Items from a data source:
[Start of section]

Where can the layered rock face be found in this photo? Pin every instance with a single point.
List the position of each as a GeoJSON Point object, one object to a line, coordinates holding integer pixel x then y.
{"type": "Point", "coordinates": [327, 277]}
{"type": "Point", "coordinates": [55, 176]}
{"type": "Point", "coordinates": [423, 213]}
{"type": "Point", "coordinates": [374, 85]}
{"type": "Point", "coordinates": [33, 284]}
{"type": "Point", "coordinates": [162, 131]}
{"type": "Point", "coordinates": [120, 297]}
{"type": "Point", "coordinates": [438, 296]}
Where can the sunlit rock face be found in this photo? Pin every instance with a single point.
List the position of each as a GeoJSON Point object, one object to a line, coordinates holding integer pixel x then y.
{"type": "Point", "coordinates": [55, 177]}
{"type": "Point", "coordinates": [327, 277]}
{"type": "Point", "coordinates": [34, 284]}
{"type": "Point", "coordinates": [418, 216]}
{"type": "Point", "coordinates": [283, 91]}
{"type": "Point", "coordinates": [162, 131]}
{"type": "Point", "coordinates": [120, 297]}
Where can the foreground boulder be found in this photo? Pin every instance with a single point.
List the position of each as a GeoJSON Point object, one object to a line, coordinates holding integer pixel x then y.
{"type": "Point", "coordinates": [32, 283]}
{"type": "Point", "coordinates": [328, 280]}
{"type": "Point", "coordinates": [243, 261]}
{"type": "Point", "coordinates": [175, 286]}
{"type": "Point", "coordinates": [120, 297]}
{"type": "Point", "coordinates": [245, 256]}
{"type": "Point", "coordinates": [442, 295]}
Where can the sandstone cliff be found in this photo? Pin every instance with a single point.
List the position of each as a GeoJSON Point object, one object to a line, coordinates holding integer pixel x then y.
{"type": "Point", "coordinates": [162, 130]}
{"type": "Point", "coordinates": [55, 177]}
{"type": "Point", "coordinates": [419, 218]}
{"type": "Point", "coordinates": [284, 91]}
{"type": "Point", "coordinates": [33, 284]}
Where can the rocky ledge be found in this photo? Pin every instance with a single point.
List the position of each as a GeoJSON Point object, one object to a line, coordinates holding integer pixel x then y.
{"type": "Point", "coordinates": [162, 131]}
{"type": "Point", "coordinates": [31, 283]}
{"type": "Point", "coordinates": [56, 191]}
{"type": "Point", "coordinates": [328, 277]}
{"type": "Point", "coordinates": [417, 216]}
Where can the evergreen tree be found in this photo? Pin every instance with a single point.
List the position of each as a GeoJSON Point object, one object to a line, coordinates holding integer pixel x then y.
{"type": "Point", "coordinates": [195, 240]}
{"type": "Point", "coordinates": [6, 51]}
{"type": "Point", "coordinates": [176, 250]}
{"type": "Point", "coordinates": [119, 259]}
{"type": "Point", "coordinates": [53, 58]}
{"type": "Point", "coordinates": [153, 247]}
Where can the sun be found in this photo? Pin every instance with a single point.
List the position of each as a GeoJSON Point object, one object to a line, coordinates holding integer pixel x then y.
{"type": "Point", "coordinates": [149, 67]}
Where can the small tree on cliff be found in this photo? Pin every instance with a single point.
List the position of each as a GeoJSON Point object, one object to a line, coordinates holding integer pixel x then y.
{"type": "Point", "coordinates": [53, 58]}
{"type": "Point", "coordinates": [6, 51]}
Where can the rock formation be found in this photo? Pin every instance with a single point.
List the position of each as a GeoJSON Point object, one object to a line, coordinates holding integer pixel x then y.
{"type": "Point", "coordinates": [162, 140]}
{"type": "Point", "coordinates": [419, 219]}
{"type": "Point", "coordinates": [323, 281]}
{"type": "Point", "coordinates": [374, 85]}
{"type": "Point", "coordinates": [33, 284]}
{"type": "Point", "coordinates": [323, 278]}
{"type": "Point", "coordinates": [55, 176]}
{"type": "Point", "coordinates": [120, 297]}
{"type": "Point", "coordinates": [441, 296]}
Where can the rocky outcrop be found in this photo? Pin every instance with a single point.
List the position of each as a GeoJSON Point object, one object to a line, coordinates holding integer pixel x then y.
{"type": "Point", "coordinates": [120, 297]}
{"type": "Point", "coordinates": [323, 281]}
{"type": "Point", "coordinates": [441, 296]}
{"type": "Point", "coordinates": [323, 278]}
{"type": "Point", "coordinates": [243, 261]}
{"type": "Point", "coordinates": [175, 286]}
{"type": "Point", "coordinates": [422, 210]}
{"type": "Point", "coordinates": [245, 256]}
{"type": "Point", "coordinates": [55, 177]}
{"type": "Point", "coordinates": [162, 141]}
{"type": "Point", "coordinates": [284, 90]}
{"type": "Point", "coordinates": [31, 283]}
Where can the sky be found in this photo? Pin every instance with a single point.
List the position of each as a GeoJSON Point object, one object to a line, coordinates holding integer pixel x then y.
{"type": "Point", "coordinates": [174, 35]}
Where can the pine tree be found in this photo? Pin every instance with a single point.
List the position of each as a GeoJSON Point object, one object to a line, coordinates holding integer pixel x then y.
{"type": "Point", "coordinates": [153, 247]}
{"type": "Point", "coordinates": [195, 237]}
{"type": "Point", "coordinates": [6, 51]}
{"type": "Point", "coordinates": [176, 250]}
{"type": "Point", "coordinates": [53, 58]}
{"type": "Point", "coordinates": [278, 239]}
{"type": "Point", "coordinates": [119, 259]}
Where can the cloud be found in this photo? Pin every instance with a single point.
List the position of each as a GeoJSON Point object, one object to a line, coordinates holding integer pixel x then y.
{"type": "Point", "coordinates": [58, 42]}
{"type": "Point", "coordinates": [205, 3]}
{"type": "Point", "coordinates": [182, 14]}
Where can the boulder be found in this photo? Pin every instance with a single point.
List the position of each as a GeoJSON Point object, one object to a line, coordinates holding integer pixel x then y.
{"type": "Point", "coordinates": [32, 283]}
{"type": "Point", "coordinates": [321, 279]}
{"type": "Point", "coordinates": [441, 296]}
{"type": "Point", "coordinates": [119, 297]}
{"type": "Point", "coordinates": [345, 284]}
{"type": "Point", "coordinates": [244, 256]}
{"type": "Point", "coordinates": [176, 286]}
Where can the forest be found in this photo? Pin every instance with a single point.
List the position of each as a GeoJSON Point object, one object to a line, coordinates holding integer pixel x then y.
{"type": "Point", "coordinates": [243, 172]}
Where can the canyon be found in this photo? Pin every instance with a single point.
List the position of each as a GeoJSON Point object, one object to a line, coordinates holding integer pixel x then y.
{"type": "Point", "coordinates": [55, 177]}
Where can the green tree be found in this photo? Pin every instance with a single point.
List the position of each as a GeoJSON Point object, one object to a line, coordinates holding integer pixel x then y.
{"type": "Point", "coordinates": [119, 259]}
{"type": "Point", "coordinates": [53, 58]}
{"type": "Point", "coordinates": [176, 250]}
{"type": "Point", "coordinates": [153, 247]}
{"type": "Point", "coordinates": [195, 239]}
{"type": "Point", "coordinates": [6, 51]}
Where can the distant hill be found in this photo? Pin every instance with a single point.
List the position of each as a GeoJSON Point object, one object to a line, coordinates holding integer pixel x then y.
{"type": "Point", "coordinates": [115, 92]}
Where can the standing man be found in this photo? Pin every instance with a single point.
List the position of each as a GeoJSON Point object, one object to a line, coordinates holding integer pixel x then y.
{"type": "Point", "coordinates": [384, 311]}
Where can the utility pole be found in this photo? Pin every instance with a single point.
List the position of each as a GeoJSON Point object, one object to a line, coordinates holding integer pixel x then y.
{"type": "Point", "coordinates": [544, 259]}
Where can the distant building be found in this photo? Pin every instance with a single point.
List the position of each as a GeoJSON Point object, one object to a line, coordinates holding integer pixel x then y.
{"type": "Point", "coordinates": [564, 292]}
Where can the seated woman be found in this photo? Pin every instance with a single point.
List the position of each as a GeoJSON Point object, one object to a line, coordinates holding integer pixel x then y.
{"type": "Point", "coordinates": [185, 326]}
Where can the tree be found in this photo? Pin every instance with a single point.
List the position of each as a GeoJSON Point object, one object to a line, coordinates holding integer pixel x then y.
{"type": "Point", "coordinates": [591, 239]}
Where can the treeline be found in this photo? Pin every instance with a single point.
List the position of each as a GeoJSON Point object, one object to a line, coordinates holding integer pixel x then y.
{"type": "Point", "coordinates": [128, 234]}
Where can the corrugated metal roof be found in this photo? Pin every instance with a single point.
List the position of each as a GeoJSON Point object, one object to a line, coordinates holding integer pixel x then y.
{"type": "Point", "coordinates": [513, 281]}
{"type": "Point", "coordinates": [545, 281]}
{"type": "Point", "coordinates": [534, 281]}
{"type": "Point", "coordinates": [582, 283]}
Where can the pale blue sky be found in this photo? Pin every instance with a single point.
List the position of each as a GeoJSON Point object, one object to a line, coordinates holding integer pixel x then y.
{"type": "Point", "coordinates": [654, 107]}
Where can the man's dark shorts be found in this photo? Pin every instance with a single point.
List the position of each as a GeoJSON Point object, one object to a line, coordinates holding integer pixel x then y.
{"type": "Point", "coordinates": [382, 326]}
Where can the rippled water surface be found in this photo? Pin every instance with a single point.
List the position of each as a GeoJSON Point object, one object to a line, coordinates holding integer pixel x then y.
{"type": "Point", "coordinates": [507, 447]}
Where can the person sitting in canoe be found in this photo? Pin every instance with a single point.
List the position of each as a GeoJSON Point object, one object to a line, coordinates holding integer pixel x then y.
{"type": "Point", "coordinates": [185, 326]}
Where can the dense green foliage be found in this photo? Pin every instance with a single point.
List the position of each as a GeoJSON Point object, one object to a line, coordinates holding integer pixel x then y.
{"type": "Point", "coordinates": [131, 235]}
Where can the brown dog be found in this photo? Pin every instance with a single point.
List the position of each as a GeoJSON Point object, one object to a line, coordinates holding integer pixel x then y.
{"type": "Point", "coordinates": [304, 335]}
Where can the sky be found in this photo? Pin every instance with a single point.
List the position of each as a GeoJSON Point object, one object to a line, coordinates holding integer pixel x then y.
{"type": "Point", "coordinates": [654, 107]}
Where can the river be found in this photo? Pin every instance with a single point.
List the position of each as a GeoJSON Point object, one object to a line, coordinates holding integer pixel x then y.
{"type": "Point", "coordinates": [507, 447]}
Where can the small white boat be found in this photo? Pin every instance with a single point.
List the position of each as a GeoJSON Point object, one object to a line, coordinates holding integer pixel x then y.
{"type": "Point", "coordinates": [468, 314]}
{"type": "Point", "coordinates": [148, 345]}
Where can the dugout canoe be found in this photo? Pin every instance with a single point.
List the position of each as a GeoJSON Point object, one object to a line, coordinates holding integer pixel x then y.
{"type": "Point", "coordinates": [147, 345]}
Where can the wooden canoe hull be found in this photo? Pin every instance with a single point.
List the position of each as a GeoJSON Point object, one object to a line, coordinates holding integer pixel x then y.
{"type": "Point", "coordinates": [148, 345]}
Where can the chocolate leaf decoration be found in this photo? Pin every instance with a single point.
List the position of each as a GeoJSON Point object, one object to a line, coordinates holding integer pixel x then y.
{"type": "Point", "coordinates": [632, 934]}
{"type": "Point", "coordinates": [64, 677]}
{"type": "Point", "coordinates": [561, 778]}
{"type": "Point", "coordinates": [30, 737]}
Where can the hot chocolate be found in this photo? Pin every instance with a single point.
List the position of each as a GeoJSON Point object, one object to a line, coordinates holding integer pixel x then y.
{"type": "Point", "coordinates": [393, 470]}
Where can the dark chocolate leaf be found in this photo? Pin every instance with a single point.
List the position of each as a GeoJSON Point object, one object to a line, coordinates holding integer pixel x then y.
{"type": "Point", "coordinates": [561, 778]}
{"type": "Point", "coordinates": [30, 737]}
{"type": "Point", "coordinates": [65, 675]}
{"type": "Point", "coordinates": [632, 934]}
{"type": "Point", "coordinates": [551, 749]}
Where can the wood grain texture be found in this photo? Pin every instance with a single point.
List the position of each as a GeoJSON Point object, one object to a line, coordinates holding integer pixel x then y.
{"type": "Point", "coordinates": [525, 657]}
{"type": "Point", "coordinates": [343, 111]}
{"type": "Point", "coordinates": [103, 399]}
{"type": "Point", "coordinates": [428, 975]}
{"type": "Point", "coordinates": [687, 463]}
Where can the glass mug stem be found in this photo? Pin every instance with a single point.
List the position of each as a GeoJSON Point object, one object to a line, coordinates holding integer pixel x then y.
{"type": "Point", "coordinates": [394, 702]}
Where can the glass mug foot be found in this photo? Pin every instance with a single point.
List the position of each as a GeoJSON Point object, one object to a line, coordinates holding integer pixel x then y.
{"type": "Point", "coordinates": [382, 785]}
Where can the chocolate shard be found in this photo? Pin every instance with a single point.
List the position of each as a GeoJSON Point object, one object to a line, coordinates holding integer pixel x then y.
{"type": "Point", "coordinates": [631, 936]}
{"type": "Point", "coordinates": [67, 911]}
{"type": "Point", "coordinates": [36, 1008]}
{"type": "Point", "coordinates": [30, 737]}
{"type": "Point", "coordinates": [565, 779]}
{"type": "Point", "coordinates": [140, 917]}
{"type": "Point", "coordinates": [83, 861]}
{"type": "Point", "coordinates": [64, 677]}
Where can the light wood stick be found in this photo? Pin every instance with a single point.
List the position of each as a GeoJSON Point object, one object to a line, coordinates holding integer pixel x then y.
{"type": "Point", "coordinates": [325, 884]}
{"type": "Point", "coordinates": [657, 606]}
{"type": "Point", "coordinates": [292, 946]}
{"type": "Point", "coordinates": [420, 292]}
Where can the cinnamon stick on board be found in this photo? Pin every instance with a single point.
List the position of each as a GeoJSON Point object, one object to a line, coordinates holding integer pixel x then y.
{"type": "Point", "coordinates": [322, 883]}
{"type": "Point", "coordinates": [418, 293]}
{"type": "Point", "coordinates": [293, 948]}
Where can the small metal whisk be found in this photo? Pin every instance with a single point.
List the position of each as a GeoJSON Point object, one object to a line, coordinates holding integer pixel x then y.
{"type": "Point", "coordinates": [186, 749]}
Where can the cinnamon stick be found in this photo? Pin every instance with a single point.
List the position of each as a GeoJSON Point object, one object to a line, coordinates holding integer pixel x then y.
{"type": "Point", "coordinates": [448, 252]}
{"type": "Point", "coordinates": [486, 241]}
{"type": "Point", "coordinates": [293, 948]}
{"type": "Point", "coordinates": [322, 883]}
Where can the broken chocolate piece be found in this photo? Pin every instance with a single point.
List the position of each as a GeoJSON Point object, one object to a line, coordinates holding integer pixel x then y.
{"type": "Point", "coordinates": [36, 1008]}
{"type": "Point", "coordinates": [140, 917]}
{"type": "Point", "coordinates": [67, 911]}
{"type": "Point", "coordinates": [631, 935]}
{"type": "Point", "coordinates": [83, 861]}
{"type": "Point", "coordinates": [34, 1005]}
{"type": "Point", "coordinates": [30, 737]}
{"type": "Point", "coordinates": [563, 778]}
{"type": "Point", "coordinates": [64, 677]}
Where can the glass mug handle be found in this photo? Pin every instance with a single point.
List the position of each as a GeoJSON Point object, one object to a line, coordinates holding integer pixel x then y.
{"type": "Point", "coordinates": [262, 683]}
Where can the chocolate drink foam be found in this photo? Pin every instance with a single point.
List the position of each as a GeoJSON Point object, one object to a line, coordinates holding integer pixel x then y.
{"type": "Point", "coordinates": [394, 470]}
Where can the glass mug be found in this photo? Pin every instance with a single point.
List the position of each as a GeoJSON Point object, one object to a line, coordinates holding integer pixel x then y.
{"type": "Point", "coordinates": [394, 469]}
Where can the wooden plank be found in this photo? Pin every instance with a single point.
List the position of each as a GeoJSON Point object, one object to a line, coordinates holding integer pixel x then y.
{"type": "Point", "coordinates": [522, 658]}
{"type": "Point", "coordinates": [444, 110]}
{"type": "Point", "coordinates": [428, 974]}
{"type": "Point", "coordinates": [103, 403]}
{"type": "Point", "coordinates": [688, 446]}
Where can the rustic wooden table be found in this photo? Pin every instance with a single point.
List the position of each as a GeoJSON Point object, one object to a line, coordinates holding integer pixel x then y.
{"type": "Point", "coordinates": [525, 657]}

[End of section]

Scan the entries above and show each line that contains the word "leaf".

▶ Written answer:
Where can the chocolate leaf decoration be found in this photo? Pin every instance with a single point.
Where can the dark chocolate leaf be found in this photo? Pin every instance with a single point.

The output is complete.